* **Marche à suivre**:
Répondez, s'il vous plaît, aux questions suivantes sur le passage consacré à Henri Heine :
(a) Qu'est-ce qui appela Henri Heine à Paris ?
(b) Qu'y publia-t-il successivement ?
(c) Selon le passage, quelle œuvre est à peu près tout ce qu'on connaît de lui en France ?

* **Extrait fourni**:
********
Ce fut le retentissement du canon de juillet qui appela M. Henri Heine à Paris ; comme un vrai enfant qu’il est, le bruit et le mouvement l’attirent. Il vint ici, et y publia successivement ses Reisebilder et des articles de critique littéraire dont le succès fit sa réputation en France[8]. Cet esprit incisif, ces vives étincelles sorties tout à coup, pétillantes et lumineuses, des brumes de la fantaisie allemande, surprirent et charmèrent le public parisien. Les Reisebilder sont à peu près tout ce qu’on connaît en France de M. Henri Heine ; mais cela a suffi, et cela devait suffire, pour qu’on saluât en lui sinon un frère, du moins un cousin germain de quelques uns de nos plus rares esprits.
********
* **Données fournies**:
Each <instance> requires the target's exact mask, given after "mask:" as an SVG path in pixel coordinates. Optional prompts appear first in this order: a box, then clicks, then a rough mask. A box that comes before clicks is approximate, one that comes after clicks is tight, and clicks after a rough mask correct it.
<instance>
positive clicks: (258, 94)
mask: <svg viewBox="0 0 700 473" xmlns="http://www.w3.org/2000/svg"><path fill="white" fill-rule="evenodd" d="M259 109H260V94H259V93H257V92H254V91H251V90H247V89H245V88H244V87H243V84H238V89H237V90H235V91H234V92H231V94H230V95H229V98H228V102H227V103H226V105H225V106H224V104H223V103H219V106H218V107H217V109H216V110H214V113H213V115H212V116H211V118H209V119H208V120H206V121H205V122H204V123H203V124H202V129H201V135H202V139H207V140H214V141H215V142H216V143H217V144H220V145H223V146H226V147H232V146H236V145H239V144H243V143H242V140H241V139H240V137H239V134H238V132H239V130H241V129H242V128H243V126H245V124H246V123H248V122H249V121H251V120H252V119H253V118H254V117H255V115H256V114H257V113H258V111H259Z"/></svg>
********
* **Réponse complète**:
(a) Le retentissement du canon de juillet.
(b) Ses Reisebilder et des articles de critique littéraire.
(c) Les Reisebilder.